Série d'exercices -
• 1. D'après l'article sur Paragon Solutions, qui a cofondé cette entreprise israélienne ?
• 2. Mettez à jour l'article sur Paragon Solutions : recopiez tout ce qui va de "Paragon Solutions : Une" jusqu'à "italiennes ont refusé.", en remplaçant "Graphite" par "Vigie".
• 3. Prolongez l'article sur la rupture entre Paragon Solutions et le gouvernement italien à partir de sa dernière phrase.

Extrait du document -
########################################

Imaginez recevoir une notification de votre application de messagerie vous alertant que votre téléphone a été ciblé par un logiciel espion. C’est ce qu’a vécu Francesco Cancellato, directeur du site d’information italien Fanpage. Cette révélation a déclenché une tempête dans le monde de la cybersécurité, impliquant Paragon Solutions, une startup israélienne spécialisée dans les technologies de surveillance. Pourquoi une entreprise vantant une approche éthique a-t-elle rompu ses contrats avec le gouvernement italien ? Plongez dans cette affaire qui soulève des questions brûlantes sur la vie privée, la surveillance et les responsabilités des acteurs technologiques.
Un Scandale qui Ébranle la Cybersécurité
En janvier 2025, WhatsApp a révélé une campagne massive de piratage visant ses utilisateurs, alertant environ 90 personnes à travers le monde, dont plusieurs en Italie. Parmi elles, Francesco Cancellato, qui a publiquement partagé avoir reçu cet avertissement. Ce n’était pas un simple piratage : les attaques utilisaient un logiciel espion développé par Paragon Solutions, une entreprise israélienne co-fondée par l’ancien Premier ministre Ehud Barak. Paragon, qui se présente comme un acteur responsable dans l’industrie controversée des spywares, a pris une décision radicale : mettre fin à ses contrats avec le gouvernement italien.
Pourquoi une telle rupture ? Selon Paragon, le gouvernement italien a refusé de collaborer pour enquêter sur l’utilisation abusive de sa technologie, notamment dans le cas de Cancellato. Cette décision marque une première dans l’industrie : une entreprise de surveillance qui coupe les ponts avec un client en raison de soupçons d’abus.
Paragon Solutions : Une Startup sous les Projecteurs
Paragon Solutions s’est forgé une réputation en promettant une alternative éthique aux acteurs traditionnels du marché des spywares, comme NSO Group. Basée en Israël, l’entreprise a attiré l’attention pour ses contrats avec des agences gouvernementales, y compris aux États-Unis avec l’Immigration and Customs Enforcement (ICE). Son produit phare, Graphite, est un outil de surveillance sophistiqué, capable d’extraire des données de téléphones sans laisser de traces visibles.
Nous avons proposé une solution pour vérifier si notre technologie a été utilisée illégalement, mais les autorités italiennes ont refusé.

########################################

Entrées de données -
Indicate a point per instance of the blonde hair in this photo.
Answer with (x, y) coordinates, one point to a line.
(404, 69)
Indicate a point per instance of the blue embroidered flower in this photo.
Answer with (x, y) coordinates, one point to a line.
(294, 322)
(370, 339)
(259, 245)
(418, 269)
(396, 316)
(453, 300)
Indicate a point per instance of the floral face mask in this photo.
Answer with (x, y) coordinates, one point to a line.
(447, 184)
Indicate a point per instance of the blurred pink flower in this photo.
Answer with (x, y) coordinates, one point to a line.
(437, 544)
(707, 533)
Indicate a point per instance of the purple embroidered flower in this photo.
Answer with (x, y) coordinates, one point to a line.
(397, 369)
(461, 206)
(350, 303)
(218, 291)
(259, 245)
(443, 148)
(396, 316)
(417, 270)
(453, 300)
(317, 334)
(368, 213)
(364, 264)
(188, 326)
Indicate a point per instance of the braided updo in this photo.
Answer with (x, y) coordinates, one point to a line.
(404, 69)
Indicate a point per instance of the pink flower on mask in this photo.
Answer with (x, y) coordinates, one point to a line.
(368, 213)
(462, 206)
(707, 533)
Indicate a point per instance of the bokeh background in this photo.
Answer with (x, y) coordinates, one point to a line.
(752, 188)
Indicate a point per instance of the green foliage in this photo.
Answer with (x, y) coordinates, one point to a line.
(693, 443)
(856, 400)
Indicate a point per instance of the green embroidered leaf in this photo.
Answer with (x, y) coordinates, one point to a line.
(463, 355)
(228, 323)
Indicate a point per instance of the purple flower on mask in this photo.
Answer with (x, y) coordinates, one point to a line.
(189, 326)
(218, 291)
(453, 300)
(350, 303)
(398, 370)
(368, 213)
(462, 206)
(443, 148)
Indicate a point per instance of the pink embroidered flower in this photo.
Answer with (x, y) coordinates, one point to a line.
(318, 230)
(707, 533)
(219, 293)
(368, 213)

########################################

Les réponses -
• 1. L'ancien Premier ministre Ehud Barak.

• 2.
Paragon Solutions : Une Startup sous les Projecteurs
Paragon Solutions s’est forgé une réputation en promettant une alternative éthique aux acteurs traditionnels du marché des spywares, comme NSO Group. Basée en Israël, l’entreprise a attiré l’attention pour ses contrats avec des agences gouvernementales, y compris aux États-Unis avec l’Immigration and Customs Enforcement (ICE). Son produit phare, Vigie, est un outil de surveillance sophistiqué, capable d’extraire des données de téléphones sans laisser de traces visibles.
Nous avons proposé une solution pour vérifier si notre technologie a été utilisée illégalement, mais les autorités italiennes ont refusé.

• 3.
Communiqué officiel de Paragon Solutions
Cette volonté de transparence affichée par Paragon contraste avec le silence du gouvernement italien, dirigé par Giorgia Meloni. Selon des sources anonymes citées par l’agence de presse italienne ANSA, la rupture des contrats aurait été une décision mutuelle, motivée par des préoccupations de sécurité nationale. Permettre à Paragon d’accéder aux journaux d’utilisation de Graphite aurait risqué d’exposer des données confidentielles à une entreprise étrangère.
Les Victimes du Scandale : Qui Était Visé ?
Outre Francesco Cancellato, d’autres figures ont été touchées par cette campagne d’espionnage. Le comité parlementaire italien COPASIR a enquêté sur l’affaire et a révélé que plusieurs personnes, dont Luca Casarini, Beppe Caccia et David Yambio, étaient légalement surveillées en raison de leurs activités liées à l’immigration. Ces individus, affiliés à l’ONG Mediterranea Saving Humans, œuvrent pour le sauvetage de migrants en mer Méditerranée.
En revanche, COPASIR n’a trouvé aucune preuve de surveillance contre Mattia Ferrari, un prêtre travaillant pour la même organisation, ni contre Cancellato. Cette absence de preuves a suscité des interrogations : qui a ciblé le journaliste, si ce n’était pas les agences italiennes AISI ou AISE, clientes de Paragon ?
- Francesco Cancellato : Directeur de Fanpage, premier à révéler avoir été ciblé.
- Ciro Pellegrino : Journaliste de Fanpage, également averti par Apple d’une tentative d’espionnage.
- Luca Casarini et Beppe Caccia : Membres de Mediterranea Saving Humans, surveillés légalement.
- David Yambio : Président de Refugees in Libya, visé pour ses activités liées à l’immigration.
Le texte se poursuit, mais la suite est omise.